**** TASK MATERIAL ****

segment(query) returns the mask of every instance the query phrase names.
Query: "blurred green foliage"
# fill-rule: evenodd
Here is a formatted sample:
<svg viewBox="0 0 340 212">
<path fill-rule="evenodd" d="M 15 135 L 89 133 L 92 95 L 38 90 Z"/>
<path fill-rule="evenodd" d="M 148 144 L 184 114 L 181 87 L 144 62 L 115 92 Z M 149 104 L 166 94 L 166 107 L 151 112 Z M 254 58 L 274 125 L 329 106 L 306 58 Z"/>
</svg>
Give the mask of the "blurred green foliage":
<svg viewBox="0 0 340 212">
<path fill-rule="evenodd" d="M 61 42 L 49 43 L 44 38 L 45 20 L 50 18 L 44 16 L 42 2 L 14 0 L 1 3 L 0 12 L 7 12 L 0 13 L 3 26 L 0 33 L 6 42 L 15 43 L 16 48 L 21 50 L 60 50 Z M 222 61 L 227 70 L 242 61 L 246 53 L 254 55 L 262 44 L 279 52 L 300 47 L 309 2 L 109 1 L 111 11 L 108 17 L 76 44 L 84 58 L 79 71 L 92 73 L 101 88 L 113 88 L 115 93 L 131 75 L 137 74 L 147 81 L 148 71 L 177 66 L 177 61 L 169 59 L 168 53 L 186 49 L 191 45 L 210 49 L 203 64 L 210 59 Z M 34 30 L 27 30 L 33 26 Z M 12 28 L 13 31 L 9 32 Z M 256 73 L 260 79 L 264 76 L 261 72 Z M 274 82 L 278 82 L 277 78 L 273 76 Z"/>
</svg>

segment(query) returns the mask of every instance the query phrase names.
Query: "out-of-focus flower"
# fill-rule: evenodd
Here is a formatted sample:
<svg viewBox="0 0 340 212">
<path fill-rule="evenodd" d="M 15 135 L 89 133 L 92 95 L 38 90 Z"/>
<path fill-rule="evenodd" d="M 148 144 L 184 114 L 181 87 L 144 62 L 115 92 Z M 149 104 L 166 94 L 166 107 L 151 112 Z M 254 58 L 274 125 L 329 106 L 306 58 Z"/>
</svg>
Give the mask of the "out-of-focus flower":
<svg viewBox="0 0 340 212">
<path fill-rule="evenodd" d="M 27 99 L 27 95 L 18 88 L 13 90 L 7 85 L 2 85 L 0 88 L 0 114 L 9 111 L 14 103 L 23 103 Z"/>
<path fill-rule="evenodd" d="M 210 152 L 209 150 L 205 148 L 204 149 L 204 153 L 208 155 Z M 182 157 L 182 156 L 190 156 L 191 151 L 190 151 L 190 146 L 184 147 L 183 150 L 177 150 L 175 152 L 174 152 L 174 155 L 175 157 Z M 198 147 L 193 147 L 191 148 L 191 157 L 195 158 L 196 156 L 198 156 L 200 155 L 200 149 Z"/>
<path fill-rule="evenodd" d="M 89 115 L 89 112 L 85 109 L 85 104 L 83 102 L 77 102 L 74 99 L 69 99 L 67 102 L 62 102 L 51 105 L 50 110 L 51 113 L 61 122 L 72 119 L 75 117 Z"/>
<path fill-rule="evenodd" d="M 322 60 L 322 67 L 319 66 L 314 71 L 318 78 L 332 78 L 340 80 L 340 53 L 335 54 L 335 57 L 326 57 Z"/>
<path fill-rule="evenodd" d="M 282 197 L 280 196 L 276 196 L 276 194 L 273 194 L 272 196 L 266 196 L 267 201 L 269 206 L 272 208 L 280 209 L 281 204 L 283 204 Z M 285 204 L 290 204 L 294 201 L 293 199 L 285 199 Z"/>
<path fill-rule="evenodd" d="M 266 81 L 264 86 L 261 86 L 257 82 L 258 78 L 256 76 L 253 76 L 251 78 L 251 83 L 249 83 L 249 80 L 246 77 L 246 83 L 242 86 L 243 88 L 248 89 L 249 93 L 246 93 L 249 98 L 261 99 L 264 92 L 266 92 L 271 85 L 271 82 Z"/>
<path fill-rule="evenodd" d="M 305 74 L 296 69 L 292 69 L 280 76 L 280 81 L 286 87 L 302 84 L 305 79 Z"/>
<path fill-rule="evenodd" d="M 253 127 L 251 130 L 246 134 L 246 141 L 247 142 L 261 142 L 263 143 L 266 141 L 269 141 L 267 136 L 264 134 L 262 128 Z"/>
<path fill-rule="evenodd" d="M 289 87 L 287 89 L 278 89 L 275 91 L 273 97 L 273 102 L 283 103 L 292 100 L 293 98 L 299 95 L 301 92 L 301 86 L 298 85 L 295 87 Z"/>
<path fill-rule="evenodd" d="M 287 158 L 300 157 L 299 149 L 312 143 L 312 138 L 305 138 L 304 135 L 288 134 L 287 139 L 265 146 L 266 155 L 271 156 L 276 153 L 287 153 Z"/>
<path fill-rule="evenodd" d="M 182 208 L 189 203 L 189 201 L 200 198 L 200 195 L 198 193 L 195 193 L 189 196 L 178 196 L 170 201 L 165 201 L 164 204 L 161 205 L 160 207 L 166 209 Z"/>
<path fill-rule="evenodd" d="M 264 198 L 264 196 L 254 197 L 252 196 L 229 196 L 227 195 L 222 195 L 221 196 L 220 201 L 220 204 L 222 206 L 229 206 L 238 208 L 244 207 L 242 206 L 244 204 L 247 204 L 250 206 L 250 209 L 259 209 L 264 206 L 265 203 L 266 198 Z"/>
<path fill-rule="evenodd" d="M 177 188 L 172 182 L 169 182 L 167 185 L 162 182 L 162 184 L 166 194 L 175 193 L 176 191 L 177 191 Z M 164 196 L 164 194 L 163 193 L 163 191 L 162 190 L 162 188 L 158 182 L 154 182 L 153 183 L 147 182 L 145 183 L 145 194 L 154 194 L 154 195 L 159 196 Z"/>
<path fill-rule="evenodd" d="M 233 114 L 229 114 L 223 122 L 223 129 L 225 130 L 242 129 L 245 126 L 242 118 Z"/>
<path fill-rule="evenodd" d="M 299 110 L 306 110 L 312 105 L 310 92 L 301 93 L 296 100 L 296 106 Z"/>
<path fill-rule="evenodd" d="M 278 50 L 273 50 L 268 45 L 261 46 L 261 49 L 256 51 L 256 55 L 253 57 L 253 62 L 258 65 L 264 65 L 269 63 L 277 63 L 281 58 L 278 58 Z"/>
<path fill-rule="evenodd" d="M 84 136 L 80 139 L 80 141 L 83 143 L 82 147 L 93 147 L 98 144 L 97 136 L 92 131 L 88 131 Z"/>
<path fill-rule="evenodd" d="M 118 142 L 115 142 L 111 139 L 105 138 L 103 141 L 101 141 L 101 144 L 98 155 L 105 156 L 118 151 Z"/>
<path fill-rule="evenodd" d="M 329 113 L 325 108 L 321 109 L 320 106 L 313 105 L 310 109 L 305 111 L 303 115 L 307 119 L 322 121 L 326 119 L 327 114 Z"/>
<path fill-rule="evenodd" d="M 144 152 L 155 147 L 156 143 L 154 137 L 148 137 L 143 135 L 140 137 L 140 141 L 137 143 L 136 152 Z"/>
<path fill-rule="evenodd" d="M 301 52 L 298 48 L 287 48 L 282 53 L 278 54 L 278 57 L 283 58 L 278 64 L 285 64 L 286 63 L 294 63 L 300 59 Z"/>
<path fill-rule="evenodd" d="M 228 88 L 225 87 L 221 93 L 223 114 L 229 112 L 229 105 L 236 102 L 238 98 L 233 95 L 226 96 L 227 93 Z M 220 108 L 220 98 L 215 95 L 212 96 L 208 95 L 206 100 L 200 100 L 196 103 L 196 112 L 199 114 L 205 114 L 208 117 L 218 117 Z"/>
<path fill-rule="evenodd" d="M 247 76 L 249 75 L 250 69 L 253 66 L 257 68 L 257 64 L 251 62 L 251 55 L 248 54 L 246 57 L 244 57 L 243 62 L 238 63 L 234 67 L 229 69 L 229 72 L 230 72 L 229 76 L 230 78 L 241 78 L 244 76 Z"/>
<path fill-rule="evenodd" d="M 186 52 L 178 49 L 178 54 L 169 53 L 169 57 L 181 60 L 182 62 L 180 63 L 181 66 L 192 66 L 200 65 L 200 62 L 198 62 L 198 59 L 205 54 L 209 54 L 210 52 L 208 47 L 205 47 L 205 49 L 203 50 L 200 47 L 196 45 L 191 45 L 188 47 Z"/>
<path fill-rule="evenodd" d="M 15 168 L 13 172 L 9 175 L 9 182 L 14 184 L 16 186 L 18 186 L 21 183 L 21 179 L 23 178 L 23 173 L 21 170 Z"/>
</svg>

****

WHAT IS ASKED:
State how many lines of the listing contain the string "mask", with case counting. Give only the number.

OUTPUT BELOW:
4